**The records:**
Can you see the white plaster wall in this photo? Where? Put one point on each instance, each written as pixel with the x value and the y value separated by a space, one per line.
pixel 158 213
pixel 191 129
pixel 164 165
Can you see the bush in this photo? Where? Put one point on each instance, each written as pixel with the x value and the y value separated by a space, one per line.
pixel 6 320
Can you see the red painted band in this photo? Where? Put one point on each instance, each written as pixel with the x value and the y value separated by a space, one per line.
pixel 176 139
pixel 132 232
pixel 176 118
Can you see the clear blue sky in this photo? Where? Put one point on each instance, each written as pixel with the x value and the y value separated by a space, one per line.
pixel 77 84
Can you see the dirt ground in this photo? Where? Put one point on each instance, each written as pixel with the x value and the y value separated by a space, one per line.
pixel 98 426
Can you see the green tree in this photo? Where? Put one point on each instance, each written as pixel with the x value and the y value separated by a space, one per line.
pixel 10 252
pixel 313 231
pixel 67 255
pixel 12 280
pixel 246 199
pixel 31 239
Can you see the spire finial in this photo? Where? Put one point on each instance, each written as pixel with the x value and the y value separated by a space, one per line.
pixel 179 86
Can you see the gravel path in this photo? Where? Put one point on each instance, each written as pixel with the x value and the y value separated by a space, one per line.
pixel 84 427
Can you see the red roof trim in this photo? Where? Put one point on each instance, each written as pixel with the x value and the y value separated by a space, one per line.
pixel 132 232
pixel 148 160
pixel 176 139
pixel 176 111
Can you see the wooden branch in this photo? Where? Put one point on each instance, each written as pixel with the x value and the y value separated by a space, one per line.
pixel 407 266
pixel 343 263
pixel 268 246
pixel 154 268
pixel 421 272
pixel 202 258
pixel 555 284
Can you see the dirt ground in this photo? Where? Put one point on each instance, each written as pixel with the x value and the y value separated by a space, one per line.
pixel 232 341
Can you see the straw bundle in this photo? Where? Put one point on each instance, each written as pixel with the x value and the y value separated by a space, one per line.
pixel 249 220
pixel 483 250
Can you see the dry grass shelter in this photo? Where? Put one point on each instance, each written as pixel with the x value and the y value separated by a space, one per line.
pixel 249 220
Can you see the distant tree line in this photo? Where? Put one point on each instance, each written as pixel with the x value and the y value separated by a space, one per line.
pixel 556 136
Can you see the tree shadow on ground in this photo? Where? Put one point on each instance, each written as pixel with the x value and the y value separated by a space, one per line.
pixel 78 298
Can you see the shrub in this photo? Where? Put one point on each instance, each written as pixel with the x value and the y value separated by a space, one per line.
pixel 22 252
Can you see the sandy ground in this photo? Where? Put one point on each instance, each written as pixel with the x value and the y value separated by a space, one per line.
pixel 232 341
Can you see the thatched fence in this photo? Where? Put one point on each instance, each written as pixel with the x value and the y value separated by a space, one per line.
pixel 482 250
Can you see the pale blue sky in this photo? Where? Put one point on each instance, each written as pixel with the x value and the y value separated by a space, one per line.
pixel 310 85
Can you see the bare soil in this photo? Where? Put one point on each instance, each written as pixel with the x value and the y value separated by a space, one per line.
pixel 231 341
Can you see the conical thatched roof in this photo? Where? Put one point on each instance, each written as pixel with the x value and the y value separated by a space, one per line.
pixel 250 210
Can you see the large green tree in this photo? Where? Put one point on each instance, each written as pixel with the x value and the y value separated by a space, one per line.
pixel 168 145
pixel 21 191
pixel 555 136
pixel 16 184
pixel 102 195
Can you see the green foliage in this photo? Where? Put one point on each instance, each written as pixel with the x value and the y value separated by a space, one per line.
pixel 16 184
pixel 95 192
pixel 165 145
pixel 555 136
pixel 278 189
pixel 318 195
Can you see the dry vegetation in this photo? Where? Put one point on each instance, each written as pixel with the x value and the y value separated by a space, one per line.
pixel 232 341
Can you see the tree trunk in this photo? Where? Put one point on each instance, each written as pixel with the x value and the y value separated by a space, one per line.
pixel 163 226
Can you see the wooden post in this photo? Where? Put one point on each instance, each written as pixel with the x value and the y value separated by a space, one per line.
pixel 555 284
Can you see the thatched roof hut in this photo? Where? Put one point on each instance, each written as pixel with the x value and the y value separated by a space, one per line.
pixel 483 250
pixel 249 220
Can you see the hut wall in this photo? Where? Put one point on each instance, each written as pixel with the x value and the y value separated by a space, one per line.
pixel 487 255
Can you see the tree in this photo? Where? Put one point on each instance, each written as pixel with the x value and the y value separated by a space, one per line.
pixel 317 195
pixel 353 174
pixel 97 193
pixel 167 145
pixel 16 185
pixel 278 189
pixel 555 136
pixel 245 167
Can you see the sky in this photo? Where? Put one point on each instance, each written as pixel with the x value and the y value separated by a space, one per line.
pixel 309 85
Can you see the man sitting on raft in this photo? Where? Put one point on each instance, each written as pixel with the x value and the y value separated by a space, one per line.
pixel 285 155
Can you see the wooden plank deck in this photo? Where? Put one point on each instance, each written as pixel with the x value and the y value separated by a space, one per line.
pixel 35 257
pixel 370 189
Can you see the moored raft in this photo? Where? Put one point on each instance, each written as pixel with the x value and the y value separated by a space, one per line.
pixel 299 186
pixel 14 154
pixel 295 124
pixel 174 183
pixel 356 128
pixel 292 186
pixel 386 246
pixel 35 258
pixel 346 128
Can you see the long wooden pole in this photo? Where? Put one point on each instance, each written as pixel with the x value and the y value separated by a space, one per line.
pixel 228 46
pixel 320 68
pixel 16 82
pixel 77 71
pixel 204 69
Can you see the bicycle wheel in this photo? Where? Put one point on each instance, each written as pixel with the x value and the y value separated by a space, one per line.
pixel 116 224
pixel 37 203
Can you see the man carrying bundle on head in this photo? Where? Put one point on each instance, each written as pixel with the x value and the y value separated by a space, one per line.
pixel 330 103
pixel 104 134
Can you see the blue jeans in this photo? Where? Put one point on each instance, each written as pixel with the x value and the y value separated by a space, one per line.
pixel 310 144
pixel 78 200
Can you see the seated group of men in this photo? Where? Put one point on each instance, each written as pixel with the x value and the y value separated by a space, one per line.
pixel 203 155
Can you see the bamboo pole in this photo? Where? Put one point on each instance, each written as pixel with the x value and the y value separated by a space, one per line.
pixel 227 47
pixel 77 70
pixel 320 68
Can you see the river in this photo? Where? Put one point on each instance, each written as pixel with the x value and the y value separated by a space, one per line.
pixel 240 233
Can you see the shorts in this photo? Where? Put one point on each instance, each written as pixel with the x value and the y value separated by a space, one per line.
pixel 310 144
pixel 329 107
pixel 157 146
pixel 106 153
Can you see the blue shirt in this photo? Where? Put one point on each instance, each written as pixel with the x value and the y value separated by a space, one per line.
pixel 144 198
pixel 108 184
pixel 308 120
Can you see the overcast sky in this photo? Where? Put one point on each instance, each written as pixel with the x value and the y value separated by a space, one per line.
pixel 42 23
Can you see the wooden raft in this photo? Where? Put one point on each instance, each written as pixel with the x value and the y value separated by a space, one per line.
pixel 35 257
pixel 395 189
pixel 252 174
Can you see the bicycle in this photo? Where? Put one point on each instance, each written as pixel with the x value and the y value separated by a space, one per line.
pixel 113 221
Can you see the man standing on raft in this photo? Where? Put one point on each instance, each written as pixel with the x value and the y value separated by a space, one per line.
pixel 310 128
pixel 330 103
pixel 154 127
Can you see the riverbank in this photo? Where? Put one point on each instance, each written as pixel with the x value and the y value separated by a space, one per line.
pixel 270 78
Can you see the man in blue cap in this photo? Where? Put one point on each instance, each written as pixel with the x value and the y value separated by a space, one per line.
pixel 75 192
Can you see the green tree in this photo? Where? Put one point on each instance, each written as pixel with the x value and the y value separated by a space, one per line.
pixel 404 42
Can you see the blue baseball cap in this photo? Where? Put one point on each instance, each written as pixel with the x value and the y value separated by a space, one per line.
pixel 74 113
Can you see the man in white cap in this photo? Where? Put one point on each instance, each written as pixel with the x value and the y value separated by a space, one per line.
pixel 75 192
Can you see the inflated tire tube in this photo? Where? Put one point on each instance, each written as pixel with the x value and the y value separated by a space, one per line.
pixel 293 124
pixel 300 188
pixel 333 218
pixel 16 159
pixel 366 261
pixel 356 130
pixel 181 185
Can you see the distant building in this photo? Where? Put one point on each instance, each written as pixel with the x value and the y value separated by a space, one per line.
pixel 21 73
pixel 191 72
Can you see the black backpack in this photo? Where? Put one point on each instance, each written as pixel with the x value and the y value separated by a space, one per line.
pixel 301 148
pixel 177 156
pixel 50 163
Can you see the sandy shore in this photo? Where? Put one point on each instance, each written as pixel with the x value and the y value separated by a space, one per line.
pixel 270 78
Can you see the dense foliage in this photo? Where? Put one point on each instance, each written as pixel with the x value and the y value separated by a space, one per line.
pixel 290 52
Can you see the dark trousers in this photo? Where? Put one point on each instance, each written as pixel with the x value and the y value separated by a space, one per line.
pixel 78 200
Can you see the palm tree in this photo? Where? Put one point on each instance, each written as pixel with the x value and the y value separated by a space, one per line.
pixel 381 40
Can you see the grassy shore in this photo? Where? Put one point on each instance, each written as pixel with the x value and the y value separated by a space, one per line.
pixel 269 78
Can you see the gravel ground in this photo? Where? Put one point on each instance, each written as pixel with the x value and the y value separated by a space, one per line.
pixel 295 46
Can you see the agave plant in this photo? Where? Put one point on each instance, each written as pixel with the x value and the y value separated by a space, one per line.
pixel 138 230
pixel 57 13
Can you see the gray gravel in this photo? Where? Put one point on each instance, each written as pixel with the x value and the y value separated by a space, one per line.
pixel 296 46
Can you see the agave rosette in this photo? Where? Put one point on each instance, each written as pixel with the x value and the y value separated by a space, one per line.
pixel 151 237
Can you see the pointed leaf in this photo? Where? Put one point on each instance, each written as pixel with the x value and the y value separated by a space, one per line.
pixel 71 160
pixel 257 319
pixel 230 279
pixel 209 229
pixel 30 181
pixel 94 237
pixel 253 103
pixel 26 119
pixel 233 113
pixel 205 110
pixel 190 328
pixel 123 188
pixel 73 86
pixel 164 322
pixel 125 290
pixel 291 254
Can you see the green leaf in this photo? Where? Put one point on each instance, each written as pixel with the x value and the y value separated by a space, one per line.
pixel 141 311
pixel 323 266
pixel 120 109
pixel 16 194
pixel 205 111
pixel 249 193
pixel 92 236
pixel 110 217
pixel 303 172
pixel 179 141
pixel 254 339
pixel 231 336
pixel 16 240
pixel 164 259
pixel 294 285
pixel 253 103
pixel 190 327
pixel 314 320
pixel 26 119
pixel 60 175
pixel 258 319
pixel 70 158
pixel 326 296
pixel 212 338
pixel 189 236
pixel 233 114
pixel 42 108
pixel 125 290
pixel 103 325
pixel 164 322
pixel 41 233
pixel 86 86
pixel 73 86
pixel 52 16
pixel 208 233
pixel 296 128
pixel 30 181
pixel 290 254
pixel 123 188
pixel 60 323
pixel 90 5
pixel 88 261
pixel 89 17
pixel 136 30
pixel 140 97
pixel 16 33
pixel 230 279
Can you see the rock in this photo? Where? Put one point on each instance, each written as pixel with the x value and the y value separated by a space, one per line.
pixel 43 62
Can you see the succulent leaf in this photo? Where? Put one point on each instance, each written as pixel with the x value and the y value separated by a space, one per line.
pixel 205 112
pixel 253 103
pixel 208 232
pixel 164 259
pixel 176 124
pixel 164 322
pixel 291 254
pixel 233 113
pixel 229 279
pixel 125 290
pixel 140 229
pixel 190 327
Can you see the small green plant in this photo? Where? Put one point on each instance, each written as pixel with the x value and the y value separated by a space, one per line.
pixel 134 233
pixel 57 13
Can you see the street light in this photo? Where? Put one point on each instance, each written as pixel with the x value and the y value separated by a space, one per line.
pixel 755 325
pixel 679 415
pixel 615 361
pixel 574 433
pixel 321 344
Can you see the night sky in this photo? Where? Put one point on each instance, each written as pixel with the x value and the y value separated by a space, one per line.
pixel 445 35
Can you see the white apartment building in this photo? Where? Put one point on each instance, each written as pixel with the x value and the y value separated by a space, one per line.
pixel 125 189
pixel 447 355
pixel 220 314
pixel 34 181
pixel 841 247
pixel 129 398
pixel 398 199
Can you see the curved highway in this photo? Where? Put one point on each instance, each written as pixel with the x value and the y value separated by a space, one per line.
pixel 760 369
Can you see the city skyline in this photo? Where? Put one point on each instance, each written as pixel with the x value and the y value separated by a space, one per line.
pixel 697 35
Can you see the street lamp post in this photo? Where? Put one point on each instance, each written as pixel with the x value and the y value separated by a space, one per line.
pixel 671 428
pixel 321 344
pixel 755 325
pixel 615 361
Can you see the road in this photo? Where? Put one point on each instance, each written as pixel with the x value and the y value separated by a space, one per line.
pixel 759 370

**Problem description:** Copy the lines of the data above, from the line with "Can you see the bamboo" up to and including the line with "pixel 308 120", and reproduce each one unchanged.

**Exercise output:**
Can you see the bamboo pole in this photo? Where? Put one point on each instance, each written as pixel with the x value and the y value separated by a space, one per line.
pixel 227 47
pixel 77 70
pixel 320 68
Can you see the river in this photo? Where? Put one point on each instance, each written as pixel with the x value and the y value separated by a space, one per line.
pixel 240 233
Can you see the shorts in this photo? Where? Put one point on each instance, each written as pixel with the x value and the y value separated by a space, one per line.
pixel 310 144
pixel 329 107
pixel 157 146
pixel 106 153
Can you see the blue shirt in this photo? Where? Put one point on each instance, each written as pixel with the x value and the y value separated by a space, one per line.
pixel 144 198
pixel 108 184
pixel 308 120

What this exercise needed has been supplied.